Data items

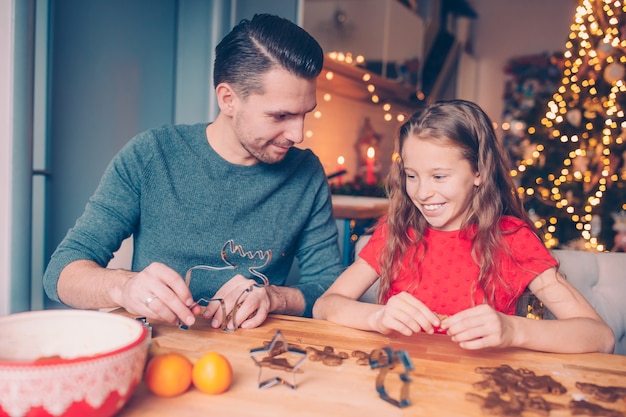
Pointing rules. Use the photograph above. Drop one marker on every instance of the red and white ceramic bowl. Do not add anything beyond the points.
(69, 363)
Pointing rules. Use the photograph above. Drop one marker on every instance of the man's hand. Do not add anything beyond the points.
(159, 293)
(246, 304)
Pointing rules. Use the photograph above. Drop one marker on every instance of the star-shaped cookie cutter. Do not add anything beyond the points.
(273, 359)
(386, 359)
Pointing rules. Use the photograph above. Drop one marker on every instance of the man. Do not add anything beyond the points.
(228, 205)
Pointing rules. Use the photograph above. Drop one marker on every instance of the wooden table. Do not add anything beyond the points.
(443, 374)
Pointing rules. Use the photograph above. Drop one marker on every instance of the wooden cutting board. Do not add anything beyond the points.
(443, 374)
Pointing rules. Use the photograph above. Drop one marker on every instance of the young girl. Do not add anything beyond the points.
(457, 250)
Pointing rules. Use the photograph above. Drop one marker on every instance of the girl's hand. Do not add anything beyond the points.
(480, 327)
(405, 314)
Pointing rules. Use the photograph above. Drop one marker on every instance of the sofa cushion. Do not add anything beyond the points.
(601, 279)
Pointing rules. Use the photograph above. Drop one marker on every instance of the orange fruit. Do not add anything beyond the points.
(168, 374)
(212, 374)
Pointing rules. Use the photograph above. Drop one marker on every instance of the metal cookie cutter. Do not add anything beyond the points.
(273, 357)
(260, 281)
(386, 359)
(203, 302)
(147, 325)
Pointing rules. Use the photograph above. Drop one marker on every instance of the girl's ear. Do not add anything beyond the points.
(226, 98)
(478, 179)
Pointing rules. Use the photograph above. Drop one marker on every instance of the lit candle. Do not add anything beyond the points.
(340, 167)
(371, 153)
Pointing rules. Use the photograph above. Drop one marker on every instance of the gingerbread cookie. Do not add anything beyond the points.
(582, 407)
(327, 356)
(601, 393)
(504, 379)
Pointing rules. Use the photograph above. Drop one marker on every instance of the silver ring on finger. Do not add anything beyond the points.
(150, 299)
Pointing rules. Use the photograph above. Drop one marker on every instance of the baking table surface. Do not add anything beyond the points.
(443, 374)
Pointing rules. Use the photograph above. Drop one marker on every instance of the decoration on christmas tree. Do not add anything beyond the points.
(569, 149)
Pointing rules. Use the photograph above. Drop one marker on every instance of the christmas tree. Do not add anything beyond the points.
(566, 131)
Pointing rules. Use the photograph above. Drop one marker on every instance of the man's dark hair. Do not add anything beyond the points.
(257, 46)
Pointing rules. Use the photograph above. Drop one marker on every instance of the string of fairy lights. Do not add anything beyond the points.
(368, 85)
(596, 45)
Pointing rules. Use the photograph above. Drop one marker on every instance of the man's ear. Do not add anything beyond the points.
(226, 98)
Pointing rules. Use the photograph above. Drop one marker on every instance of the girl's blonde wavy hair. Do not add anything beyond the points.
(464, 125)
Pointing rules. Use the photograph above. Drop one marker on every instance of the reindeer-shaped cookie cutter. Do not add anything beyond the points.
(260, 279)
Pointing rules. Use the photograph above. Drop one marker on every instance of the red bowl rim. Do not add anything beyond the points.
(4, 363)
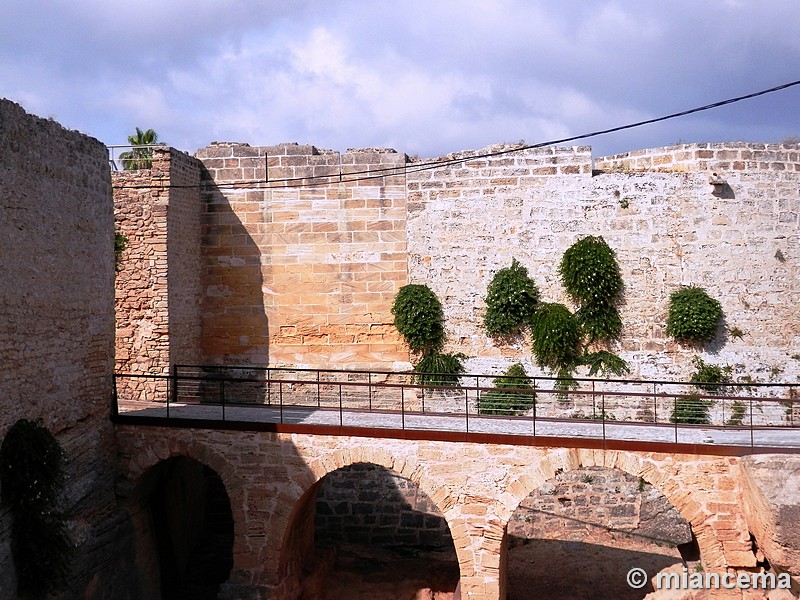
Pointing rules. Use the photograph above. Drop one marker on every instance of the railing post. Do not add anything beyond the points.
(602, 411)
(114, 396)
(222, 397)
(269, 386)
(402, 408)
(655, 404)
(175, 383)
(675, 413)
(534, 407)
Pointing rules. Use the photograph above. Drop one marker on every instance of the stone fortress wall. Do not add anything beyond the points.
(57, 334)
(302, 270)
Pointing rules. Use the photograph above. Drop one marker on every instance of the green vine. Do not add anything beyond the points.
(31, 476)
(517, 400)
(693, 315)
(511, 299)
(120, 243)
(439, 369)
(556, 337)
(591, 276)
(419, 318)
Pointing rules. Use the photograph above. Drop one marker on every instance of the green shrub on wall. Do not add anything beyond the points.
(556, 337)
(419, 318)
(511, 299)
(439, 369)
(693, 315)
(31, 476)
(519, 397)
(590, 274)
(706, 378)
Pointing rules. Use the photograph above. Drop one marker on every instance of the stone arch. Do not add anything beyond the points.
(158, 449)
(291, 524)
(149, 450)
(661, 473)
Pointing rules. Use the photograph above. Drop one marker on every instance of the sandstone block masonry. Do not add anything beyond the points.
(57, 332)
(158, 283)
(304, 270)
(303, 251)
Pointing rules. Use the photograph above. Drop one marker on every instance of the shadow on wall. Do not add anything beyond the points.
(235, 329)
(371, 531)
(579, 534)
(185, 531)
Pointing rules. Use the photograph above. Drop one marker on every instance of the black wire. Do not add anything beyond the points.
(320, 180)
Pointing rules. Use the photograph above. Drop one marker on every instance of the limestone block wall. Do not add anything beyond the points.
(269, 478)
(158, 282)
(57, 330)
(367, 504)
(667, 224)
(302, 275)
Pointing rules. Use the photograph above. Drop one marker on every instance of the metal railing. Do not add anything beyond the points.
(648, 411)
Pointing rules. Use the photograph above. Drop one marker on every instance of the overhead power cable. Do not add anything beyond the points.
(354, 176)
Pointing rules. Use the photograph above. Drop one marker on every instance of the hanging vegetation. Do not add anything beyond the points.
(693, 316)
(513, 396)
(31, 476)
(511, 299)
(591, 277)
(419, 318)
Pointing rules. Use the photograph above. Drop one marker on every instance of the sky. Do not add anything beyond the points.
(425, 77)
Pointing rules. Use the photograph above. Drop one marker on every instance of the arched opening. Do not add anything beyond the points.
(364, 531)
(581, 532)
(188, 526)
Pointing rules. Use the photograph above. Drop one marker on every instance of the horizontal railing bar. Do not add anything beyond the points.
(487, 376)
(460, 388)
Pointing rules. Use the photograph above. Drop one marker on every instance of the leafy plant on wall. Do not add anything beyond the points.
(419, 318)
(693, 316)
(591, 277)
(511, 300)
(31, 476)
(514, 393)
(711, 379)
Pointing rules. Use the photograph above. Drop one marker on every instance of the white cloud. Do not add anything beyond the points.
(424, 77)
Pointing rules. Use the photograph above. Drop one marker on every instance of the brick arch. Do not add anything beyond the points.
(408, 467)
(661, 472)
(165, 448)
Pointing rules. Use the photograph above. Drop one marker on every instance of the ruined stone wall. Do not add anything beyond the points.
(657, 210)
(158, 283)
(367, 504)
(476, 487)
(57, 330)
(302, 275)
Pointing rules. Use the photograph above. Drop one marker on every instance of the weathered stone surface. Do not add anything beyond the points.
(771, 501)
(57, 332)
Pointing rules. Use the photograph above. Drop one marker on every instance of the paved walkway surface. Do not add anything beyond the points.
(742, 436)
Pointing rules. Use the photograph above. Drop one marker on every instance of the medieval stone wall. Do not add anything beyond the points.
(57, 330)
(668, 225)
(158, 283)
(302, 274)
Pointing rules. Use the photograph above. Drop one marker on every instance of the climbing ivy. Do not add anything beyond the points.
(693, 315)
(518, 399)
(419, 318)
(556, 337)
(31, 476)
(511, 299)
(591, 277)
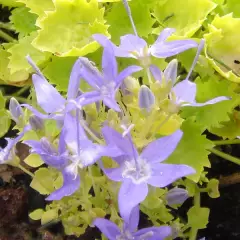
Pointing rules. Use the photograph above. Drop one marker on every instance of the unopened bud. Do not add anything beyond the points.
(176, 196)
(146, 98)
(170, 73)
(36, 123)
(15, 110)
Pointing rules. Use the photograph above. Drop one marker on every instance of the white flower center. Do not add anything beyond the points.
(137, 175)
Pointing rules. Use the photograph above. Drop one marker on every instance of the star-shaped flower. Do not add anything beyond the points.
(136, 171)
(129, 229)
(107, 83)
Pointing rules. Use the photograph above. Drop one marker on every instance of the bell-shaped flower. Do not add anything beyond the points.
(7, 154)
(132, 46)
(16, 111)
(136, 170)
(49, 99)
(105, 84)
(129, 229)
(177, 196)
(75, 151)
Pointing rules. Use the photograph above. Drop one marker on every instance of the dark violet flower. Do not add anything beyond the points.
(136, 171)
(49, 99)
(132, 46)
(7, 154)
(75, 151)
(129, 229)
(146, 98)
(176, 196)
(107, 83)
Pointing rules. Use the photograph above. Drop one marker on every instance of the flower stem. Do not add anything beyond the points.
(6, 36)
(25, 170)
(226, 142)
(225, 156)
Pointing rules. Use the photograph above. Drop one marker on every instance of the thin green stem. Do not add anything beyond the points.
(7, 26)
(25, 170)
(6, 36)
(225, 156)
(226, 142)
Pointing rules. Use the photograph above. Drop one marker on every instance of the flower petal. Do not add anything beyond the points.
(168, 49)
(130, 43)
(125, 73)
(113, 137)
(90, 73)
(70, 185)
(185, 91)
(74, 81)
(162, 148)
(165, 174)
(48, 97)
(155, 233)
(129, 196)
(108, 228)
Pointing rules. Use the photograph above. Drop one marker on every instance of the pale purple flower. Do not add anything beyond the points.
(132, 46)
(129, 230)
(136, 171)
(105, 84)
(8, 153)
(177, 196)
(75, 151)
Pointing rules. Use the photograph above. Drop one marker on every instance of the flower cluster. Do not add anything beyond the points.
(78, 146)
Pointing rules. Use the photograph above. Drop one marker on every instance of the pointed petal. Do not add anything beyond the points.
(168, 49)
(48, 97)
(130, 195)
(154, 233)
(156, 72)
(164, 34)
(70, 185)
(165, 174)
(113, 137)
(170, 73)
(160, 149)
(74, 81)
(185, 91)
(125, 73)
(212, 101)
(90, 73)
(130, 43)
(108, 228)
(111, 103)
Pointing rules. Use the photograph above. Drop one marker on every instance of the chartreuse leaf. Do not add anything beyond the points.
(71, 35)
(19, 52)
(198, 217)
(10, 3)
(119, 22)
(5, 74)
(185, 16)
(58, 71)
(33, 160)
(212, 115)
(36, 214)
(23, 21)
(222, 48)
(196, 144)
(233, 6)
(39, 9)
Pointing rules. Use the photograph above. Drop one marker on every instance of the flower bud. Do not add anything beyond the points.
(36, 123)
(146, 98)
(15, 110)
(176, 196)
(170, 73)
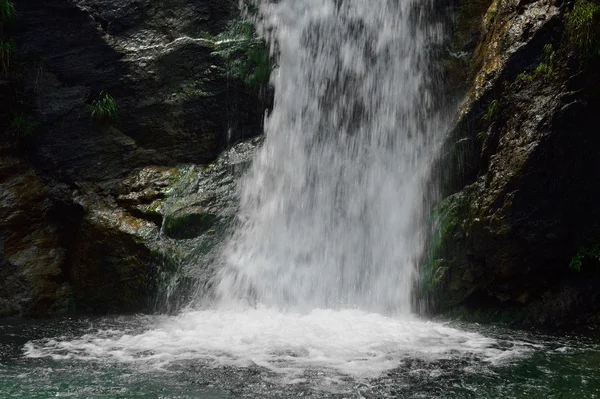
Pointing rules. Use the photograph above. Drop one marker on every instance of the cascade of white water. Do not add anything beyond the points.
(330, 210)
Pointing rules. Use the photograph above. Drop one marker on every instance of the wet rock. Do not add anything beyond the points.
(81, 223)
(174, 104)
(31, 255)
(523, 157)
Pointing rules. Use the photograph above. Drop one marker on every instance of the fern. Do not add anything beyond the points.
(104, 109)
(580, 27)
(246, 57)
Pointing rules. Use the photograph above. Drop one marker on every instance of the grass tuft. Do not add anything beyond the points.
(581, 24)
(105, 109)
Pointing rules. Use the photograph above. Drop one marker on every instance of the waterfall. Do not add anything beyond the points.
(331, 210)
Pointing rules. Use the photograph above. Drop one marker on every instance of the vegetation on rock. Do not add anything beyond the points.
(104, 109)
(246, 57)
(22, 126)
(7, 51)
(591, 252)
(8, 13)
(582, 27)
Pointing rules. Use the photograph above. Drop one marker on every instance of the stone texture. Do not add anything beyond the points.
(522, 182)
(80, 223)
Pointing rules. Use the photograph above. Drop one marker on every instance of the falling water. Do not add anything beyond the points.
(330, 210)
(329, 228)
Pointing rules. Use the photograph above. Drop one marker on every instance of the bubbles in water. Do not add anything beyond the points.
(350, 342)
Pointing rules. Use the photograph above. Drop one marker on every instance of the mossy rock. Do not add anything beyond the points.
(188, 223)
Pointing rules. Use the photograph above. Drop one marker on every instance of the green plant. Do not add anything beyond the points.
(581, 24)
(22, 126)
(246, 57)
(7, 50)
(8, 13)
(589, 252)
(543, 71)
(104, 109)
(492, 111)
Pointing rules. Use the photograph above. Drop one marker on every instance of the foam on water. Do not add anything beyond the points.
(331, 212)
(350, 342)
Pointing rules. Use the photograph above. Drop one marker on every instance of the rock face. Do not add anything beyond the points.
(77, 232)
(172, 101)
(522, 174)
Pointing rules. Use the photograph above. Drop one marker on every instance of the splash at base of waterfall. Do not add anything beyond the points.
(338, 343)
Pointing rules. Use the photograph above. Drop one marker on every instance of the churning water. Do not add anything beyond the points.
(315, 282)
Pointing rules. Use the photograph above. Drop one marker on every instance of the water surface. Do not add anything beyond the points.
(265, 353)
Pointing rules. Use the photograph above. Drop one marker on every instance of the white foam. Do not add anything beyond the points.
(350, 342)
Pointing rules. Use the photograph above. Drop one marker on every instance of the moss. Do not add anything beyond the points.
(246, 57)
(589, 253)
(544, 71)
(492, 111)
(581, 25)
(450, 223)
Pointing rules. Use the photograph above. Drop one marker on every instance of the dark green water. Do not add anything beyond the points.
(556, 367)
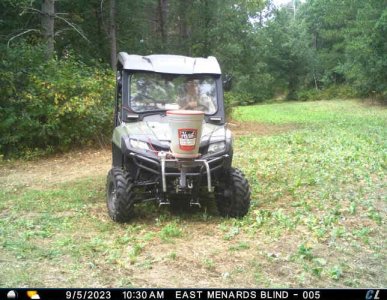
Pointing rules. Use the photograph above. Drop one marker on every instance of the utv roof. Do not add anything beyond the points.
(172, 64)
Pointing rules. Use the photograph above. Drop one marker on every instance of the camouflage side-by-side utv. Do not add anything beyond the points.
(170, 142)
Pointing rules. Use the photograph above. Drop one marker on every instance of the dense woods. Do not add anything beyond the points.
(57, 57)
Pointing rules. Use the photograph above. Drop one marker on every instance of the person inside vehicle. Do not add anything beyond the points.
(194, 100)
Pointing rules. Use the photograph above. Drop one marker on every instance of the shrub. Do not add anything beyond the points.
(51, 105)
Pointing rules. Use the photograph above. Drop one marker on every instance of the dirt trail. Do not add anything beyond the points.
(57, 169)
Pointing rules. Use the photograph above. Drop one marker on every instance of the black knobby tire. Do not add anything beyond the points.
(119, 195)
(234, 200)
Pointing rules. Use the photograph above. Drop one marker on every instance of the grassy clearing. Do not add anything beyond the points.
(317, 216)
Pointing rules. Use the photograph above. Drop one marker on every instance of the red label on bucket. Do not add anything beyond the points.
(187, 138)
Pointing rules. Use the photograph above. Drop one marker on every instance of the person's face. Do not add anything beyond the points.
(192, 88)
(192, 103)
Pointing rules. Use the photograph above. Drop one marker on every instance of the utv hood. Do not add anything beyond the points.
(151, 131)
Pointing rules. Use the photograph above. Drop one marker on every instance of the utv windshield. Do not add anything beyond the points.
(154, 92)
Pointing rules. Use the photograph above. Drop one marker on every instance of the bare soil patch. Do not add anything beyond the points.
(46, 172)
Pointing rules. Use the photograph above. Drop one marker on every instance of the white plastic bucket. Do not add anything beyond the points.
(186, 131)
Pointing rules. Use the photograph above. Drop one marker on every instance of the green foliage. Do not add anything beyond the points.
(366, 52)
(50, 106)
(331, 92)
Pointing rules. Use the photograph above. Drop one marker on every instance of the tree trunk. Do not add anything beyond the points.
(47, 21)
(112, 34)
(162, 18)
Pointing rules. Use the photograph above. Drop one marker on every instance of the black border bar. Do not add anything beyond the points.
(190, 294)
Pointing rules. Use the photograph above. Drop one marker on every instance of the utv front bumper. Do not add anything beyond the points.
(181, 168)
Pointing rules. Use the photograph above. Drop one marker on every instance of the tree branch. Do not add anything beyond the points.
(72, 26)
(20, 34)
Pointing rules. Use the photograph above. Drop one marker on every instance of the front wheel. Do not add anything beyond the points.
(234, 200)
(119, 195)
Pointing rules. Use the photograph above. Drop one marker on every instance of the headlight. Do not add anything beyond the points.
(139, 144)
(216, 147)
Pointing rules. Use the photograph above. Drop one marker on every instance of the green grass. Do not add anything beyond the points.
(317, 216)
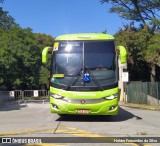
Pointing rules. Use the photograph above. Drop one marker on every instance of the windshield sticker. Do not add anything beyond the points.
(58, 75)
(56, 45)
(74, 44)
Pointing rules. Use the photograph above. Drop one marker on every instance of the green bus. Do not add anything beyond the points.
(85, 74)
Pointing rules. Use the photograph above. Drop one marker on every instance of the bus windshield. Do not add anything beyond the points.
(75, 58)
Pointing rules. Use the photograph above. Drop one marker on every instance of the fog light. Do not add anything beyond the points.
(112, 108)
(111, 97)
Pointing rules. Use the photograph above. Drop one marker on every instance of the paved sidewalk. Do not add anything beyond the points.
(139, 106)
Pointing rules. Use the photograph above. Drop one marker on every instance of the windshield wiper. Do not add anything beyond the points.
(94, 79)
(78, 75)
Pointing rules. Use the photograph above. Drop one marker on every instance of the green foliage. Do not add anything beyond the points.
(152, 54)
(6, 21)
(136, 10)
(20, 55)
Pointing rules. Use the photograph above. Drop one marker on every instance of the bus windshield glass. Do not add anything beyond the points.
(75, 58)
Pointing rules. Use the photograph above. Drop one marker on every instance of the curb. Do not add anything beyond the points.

» **Set task**
Repeat word for word the lines running from the line containing "wiper. Do not add anything beyond the points." to the end of the entries above, inclusive.

» **Solution to this exercise**
Pointing rules. Use the photograph above. Drop one marker on every instance of the windshield wiper. Do not add anything beyond the points.
(94, 79)
(78, 75)
Pointing rules. Use the photograph above. Drop one marker on every instance of the green foliage. Do not add anything beyond the points.
(152, 54)
(6, 21)
(136, 10)
(20, 55)
Pointing rules. Use the photograph above. Drop one marker on every instance of the bus windshield glass. Do not add anything beyond the points.
(75, 58)
Pointing rules. Use the photograph above. Drop one marker on every instance of the curb. Do not add anything beyond the points.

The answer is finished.